▸ **EXERCISE PROMPT**: Each entry has to be set down again with no alteration.

▸ **TASK INPUT**:
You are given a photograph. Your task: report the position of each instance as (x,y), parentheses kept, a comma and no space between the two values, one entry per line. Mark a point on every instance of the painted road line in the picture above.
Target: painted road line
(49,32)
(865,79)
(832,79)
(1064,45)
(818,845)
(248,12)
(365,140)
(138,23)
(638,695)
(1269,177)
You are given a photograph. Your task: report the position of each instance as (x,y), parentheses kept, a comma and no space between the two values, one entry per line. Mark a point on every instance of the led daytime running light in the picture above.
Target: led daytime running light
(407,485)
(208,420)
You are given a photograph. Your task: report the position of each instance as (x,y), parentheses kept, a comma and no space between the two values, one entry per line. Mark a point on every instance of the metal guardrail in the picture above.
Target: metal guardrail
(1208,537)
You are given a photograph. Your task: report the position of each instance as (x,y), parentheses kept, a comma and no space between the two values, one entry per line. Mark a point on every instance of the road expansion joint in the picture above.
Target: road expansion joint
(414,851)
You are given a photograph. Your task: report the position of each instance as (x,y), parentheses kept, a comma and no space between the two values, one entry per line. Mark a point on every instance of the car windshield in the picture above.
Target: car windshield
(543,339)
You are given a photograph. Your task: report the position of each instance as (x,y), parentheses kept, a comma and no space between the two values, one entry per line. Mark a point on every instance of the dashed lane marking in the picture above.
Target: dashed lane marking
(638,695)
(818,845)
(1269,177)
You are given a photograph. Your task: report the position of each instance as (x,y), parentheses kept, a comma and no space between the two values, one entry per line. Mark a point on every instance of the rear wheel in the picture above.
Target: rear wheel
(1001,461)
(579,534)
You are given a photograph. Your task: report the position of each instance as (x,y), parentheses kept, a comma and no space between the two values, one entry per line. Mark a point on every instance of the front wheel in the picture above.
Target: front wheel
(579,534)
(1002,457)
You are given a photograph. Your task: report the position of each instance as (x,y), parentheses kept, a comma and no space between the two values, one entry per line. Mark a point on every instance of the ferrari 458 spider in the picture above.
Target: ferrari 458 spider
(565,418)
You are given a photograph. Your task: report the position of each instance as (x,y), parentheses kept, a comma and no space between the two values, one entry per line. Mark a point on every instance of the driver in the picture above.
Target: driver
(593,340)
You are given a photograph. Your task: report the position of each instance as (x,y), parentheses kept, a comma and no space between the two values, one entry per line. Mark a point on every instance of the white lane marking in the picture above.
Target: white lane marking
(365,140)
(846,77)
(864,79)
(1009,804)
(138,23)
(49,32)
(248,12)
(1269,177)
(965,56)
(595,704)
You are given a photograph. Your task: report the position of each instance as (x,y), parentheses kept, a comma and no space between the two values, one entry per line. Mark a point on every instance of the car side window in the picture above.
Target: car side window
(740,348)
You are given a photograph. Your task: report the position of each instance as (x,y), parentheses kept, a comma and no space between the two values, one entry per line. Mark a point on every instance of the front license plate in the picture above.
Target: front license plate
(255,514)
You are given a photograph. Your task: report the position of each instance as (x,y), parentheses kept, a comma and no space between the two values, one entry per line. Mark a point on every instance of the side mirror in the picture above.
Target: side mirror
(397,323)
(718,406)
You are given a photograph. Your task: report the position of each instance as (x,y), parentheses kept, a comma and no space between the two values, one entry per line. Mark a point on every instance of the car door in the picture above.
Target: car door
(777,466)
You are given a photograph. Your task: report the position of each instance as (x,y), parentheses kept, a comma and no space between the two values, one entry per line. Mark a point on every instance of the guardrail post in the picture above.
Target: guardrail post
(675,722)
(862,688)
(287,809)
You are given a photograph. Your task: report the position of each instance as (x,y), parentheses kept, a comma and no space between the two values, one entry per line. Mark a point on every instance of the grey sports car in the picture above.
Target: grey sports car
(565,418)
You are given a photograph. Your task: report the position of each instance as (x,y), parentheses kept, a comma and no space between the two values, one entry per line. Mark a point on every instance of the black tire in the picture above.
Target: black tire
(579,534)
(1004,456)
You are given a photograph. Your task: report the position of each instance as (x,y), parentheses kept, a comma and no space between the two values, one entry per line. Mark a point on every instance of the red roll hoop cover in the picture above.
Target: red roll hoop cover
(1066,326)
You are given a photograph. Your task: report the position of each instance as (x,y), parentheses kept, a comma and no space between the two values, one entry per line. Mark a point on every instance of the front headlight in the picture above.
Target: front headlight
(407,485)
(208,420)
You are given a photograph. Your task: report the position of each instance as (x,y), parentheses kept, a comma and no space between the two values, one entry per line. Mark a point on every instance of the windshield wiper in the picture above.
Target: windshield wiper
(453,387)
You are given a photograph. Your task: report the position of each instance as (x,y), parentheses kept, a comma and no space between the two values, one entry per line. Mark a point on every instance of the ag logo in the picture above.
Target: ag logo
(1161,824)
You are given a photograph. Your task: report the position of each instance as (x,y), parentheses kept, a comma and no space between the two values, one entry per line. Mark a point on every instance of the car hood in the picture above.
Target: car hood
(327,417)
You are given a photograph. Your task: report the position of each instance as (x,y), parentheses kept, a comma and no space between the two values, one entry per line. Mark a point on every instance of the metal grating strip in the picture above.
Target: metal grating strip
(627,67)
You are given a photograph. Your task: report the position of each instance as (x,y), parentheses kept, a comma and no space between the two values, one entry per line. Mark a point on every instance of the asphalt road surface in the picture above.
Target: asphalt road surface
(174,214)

▸ **RESPONSE AREA**:
You are given a photograph. Your task: report the position of each instance as (x,y), parentheses kept, a comma and no space between the two values, one entry per line. Mark a point on every instance of the painted road line in the picture above.
Target: painted road line
(49,32)
(865,79)
(832,79)
(1064,45)
(818,845)
(248,12)
(365,140)
(138,23)
(638,695)
(1269,177)
You are given a photograph. Your task: report the position of each instance as (x,y), parentheses kept, a comma and no space between the two values, one entry per line. Mark a point on every instance of the led daytime running light in the picture above.
Target: led daytime running light
(407,485)
(208,420)
You are given a photograph. Your task: report the position of each instance as (x,y), parentheses kept, a comma and no space between the two values, one entry per line. Mark a point on every instance of the metal guardrail in the picture above.
Target: metal guardrail
(1208,537)
You are given a photograph. Your task: report the position of each instance as (x,y), parentheses kept, a comma and no space between the two values, one entry per line. Mark a point on every instance of the road expansion joint in the picture above.
Target: road expansion joint
(414,851)
You are given a photograph. Your task: report the position of each instance as (x,y), parentheses kept, a comma and no space between the two values, one entry per line. Mark a point on every instance of the car windshield in the picture above.
Target: car windshield
(543,339)
You are given a photograph. Your task: report the position of each instance as (x,y), parentheses kept, a comma and no space between the two values, one entry per line. Mark a point on every instance of the dashed lane marking in the picture above.
Target: dashed lane marking
(638,695)
(818,845)
(1269,177)
You are given a photograph. Your task: report the position of each instance as (x,y), parentheses kept, a comma and no space between the two values, one entry per line. Mark a point on every instance of the rear wheel in the picture above.
Target: rear wheel
(1001,461)
(579,534)
You are given a photograph. Your task: report the position of each instance as (x,y), parentheses kept, a comma and no space between the two values, one entry per line. Mark a point on every instance of the front wheel in the picture above.
Target: front wheel
(579,534)
(1002,457)
You are given a photograph. Your task: report the position of each instance as (x,y), parentheses kept, a comma and no space between the two values, one entry per line. Mark a point on every instance of the ferrari 458 spider in the picture above.
Target: ferrari 458 spider
(565,418)
You are given a photograph. Your task: report the position of each instance as (x,y), parentheses kept, a comma and no space between the two values, one entry per line. Mark a point on every instance of the driver in the picture above.
Target: driver
(593,340)
You are given a photograph. Your task: report the position of each instance as (x,y), parentheses kept, a comma and no space between the two values, one entry per line. Mark a point on every instance of the white lane marking in the picture above.
Target: white lane marking
(365,140)
(846,77)
(864,79)
(1009,804)
(138,23)
(49,32)
(248,12)
(1269,177)
(965,56)
(595,704)
You are given a photograph. Your task: report the position of each instance as (x,y), parentheses kept, a comma and no space between the two values, one entry per line. Mark a point on every instance of the car side window in the picture above.
Target: car side window
(740,348)
You are given a photograph. Your task: report the position of each instance as (x,y), parentheses kept, a comma and no space between the two values, one entry per line. Mark a point on every instance of the front license plate in the picture above.
Target: front license plate
(255,514)
You are given a photograph. Your task: report the position of each instance as (x,y), parentheses kept, a comma and no space between the two values, one entry per line. Mark a point on every instance of the side mirror in the picture above.
Target: side mirror
(397,323)
(718,406)
You are given a photograph. Your task: report the position of each instance as (x,y), parentheses kept, a comma and no space between the two values, one entry per line. Mark a point on every instance of the car door in the picture above.
Target: car door
(777,466)
You are given a photograph. Your task: report the position of each instance as (x,y), parentheses kept, a comma and no space between the two values, one entry per line. Mark a point on every instance of the guardrail post in the picture above.
Target: guardrail post
(675,722)
(862,688)
(287,809)
You are given a photograph. Your task: report the position of each instance as (x,y), parentheses kept, a comma and no space between the two values, one entry per line. Mark a point on every instance of the grey sports car in the picture above.
Target: grey sports car
(565,418)
You are given a photograph. Your task: report the position of each instance as (x,y), parentheses kept, a comma and no space between the two values, one entry per line. Mark a point on every instance of the black tire in the picture above.
Target: black tire
(579,534)
(1004,456)
You are given a photograph. Your task: report the position of each instance as (x,y), parentheses kept, a comma and no space between the two values, one entry per line. Mark a point on every instance of the red roll hoop cover in the picture above.
Target: red roll hoop cover
(1066,326)
You are given a photograph. Your task: report the position of each instance as (x,y), parentheses kept, a comma and no space between the two values, one entry per line. Mark a point on every instance of the front headlight in the picture above.
Target: front headlight
(407,485)
(208,420)
You are given a photograph. Your task: report the position of each instance as (x,y), parentheses kept, a comma and no space between the two values, one entry per line. Mark a point on every instance of the windshield wiper in the picture above.
Target: windshield wiper
(453,387)
You are given a photograph. Your task: report the position of each instance as (x,y), parentheses kept, a comma and no space between the two values, one entry per line. Mark a point on every instance of the ag logo in the picture above.
Target: ag logo
(1161,824)
You are given a photograph. Your task: report the position of each instance as (x,y), parentheses kept, a comma and no space between the two values, one entry per line. Mark a point on every instance of the car hood in the picture above.
Target: car hood
(327,417)
You are given a photograph. Your task: report the position of each instance as (x,y), parentheses kept, a comma and no space between the two values, one entry per line. Mark a point on every instance of the metal grating strip in the picture above.
Target: metal grating strip
(627,67)
You are given a photograph. Your task: report the position of each instance as (x,y), parentheses kept, a comma and no space between the two values, one entry per line. Mark a point on every instance of the asphalt road surface in the picture above.
Target: asphalt road surface
(174,214)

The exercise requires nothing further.